ЗАДАНИЕ A:
Кто, согласно фрагменту документа, был комендантом крепости?

ФРАГМЕНТ ДОКУМЕНТА:
Так как все заговорщики сидели в казематах, то Нева была покрыта лодками, родные подъезжали, отдавали им записки и разную провизию, на это добрый Бенкендорф смотрел сквозь пальцы, и великий князь Михаил П<авлович> тоже, а его прослыли каким-то тираном. Потом на тройках начали вывозить из крепости в Сибирь. Неизвестно почему Батенков остался в Алексеевском равелине, а Поджио и Лунин провели 12 лет в Шлиссельбурге. Комендант крепости был немец Альфиц, всякое утро приходил он им напомнить, что они должны благодарить государя за помилование. К ним приходил инвалид, чистил комнату каждого и приносил кушанье. Однажды с нетерпеньем Лунин ударил ногой в дверь, и он очутился в комнате Поджио. Инвалид принес ужин и приложил палец к губам -- они расстались и закрыли осторожно дверь. Когда пришел вечером комендант, прикрыл их тут уж розно; они проводили дни вместе и читали евангелие. Спустя 12 лет их вывозили, у одного из них было 80 гривен, они хотели дать инвалиду, он заплакал, махнул рукой и не взял. Я это рассказала государю, он приказал узнать, жив ли он, и хотел сделать его унтер-офицером. Право, наши солдатики -- святые люди.

НАБОР ЗАПИСЕЙ:

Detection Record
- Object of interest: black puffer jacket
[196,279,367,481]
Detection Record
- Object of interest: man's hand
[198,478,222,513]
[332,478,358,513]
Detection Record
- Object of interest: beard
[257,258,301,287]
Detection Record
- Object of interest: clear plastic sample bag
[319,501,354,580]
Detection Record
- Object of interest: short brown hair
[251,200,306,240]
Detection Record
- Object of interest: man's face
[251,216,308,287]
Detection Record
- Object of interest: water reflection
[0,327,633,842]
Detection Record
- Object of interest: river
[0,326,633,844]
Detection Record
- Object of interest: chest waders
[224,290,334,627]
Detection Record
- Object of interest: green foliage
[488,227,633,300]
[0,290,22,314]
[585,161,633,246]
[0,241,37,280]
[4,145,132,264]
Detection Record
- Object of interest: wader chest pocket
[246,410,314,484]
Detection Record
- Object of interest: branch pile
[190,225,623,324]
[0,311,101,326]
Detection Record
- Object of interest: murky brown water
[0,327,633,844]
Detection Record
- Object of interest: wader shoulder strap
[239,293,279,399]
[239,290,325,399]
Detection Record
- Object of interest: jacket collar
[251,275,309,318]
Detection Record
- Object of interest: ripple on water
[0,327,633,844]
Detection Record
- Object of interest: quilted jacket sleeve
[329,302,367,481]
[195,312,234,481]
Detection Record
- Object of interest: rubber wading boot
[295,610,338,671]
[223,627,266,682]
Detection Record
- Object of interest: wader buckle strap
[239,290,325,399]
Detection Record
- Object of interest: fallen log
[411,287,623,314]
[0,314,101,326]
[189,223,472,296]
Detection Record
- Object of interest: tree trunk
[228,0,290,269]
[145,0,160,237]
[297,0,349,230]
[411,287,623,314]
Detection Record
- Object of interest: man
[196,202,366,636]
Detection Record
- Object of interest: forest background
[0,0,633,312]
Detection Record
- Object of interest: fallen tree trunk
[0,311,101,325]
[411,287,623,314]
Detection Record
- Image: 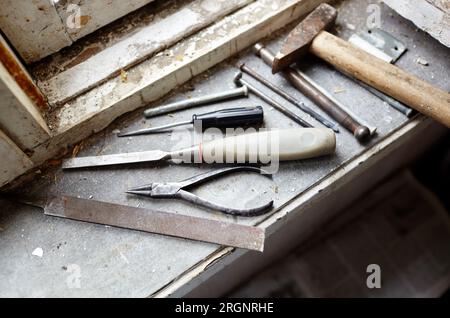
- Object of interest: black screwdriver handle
[192,106,264,129]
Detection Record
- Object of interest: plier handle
[127,166,273,217]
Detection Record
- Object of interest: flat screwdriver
[118,106,264,137]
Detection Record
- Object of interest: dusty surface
[0,1,450,297]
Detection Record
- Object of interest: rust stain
[0,43,48,110]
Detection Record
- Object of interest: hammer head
[272,3,337,74]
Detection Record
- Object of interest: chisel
[62,128,336,169]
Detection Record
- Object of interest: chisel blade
[20,196,265,252]
[62,150,170,169]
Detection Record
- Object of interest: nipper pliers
[127,166,273,217]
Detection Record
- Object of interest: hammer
[272,3,450,128]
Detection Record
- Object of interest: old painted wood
[383,0,450,47]
[0,35,50,151]
[0,130,33,187]
[39,0,253,104]
[28,0,330,169]
[0,0,73,63]
[56,0,154,41]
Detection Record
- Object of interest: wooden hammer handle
[310,31,450,128]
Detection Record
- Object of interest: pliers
[126,166,273,217]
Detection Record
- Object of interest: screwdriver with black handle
[118,106,264,137]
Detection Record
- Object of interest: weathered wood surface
[27,0,330,169]
[0,0,153,63]
[383,0,450,47]
[56,0,154,41]
[39,0,253,104]
[0,0,72,63]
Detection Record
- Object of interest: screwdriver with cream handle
[118,106,264,137]
[62,128,336,169]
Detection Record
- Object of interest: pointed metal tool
[127,166,273,217]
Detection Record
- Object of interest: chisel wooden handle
[200,128,336,163]
[310,31,450,128]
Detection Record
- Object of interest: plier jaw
[126,182,181,198]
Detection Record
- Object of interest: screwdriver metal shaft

ЗАДАНИЕ B:
Масштабируйте записи: приведите заново всё от их начала вниз до строки с «[319,501,354,580]» включительно, ничего не пропуская, и умножьте каждую координату рамок в ответах на 0,5. Результаты округлите до целых, половины — в большую сторону.

ОТВЕТ A:
Комендантом крепости был немец Альфиц.

ОТВЕТ B:
Detection Record
- Object of interest: black puffer jacket
[98,140,184,241]
Detection Record
- Object of interest: man's hand
[99,239,111,257]
[166,239,179,257]
Detection Record
- Object of interest: beard
[129,129,151,144]
Detection Record
- Object of interest: clear plastic sample bag
[160,251,177,290]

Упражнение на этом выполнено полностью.